[BEGIN]

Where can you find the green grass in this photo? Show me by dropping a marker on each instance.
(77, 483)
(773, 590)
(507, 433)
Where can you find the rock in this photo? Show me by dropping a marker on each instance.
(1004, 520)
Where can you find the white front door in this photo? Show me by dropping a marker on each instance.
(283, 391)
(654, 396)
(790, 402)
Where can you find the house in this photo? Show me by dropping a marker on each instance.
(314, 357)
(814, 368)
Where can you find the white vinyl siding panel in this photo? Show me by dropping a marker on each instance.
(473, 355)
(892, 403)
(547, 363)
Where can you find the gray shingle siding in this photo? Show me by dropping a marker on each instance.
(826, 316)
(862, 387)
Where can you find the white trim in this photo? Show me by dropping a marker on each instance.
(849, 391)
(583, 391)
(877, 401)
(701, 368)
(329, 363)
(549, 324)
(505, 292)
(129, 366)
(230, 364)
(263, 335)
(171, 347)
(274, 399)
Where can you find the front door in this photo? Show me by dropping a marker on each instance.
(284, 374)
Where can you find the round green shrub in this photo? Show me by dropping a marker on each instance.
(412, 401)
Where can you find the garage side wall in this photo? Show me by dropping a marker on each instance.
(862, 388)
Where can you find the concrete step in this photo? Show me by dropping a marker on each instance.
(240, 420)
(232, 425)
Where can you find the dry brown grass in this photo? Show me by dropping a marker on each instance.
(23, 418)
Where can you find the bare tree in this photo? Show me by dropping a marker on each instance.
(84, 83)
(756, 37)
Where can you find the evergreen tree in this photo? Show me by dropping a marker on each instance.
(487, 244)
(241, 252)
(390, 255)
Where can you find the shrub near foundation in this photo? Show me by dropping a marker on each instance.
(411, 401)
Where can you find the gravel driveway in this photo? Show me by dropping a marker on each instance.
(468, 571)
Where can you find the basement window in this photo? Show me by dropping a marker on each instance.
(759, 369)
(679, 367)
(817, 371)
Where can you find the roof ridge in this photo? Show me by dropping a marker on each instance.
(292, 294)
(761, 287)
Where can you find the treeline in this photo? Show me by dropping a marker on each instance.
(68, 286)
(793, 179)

[END]

● **Work to complete**:
Render every line of the data above as a Markdown table with two columns, Row for the line number and Text for the line itself. Omit blank lines.

● **Right answer**:
| Row | Text |
|---|---|
| 1 | Where can you find the green grass in this photo? Show me by dropping a marker on each instance. |
| 2 | (77, 483) |
| 3 | (773, 590) |
| 4 | (507, 433) |
| 5 | Where can you find the rock in this photo? Show me by dropping a marker on each instance. |
| 6 | (1004, 520) |
| 7 | Where can you find the white front door in this photo? Show me by dropping a marker on each instance. |
| 8 | (283, 391) |
| 9 | (654, 396) |
| 10 | (790, 402) |
| 11 | Where can you find the house in this photo? Show me by dropping a marker on each instance. |
| 12 | (314, 357) |
| 13 | (814, 368) |
| 14 | Where can you find the white vinyl siding panel in this photo? Show me by dropping a marker on each instance. |
| 15 | (473, 355) |
| 16 | (892, 403) |
| 17 | (547, 363) |
| 18 | Where can you find the gray shingle siding in this photo? Show me by dropping a marker on each instance. |
| 19 | (826, 316) |
| 20 | (862, 387) |
| 21 | Where can you find the white trim in this photo? Show me by dropping a marker on each instance. |
| 22 | (849, 391) |
| 23 | (583, 391) |
| 24 | (877, 401) |
| 25 | (701, 368) |
| 26 | (329, 363) |
| 27 | (549, 324) |
| 28 | (505, 292) |
| 29 | (129, 366) |
| 30 | (230, 364) |
| 31 | (263, 335) |
| 32 | (171, 347) |
| 33 | (274, 399) |
| 34 | Where can you find the front door in this photo? Show me by dropping a marker on each instance. |
| 35 | (284, 374) |
| 36 | Where can you find the round green shrub in this photo? Show me by dropping a marker on each instance. |
| 37 | (412, 401) |
| 38 | Where can you find the garage side wall in this photo? Show me by dropping a marker on each instance. |
| 39 | (862, 388) |
| 40 | Where can you find the concrete step in this photo? Show me by dropping a marker on each instance. |
| 41 | (240, 420) |
| 42 | (232, 425) |
| 43 | Where can you find the dry brown grass in this photo? Show me by dropping a marker on each instance. |
| 44 | (23, 418) |
| 45 | Where can you find the bare tree in this photo? Show me by dropping a marker on each instance. |
| 46 | (84, 83) |
| 47 | (756, 37) |
| 48 | Where can you find the evergreen tree in this photo? Show me by dropping a marker on each instance. |
| 49 | (487, 244) |
| 50 | (241, 252) |
| 51 | (390, 255) |
| 52 | Where can you find the shrub near foundation in this photo? Show me by dropping a marker on each instance. |
| 53 | (411, 401) |
| 54 | Where can you find the gravel driveway in this photo? Show me by dropping a marker on each instance. |
| 55 | (468, 571) |
| 56 | Where can you find the basement window in this photo? Show me by dropping a marker on each instance. |
| 57 | (759, 369) |
| 58 | (679, 367) |
| 59 | (817, 371) |
| 60 | Where can you find the roof ridge in this photo? Show me by dropping a marker on each instance. |
| 61 | (292, 294) |
| 62 | (761, 287) |
| 63 | Where can you find the treeline in this photo? Show me by dropping a marker on each instance. |
| 64 | (68, 286) |
| 65 | (793, 179) |